• _TASK OBJECTIVE_: Return the records exactly, from the first line through the "positive clicks: (425, 131) (429, 149)" line.

Collected data entries:
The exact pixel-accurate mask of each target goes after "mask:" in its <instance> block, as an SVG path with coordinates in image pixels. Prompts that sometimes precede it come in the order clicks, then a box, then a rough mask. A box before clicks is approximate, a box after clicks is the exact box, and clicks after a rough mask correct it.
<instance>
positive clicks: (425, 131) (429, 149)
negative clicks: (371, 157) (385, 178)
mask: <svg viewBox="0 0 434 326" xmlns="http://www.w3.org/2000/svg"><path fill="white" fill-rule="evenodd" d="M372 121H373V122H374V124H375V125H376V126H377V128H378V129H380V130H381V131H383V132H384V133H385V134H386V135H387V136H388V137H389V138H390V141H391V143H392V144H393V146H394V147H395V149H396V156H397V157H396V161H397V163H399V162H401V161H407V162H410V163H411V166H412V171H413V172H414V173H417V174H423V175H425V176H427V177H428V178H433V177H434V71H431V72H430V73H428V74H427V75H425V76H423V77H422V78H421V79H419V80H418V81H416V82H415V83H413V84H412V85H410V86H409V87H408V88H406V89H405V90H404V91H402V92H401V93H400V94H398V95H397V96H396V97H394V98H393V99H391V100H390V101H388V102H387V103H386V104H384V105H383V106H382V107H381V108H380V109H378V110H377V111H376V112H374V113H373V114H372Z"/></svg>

• _TASK ANSWER_:
The exact pixel-accurate mask of each target goes after "mask:" in its <instance> block, as an SVG path with coordinates in image pixels. Prompts that sometimes precede it come in the order clicks, then a box, then a rough mask. A box before clicks is approximate, a box after clicks is the exact box, and clicks after a rough mask correct it.
<instance>
positive clicks: (425, 131) (429, 149)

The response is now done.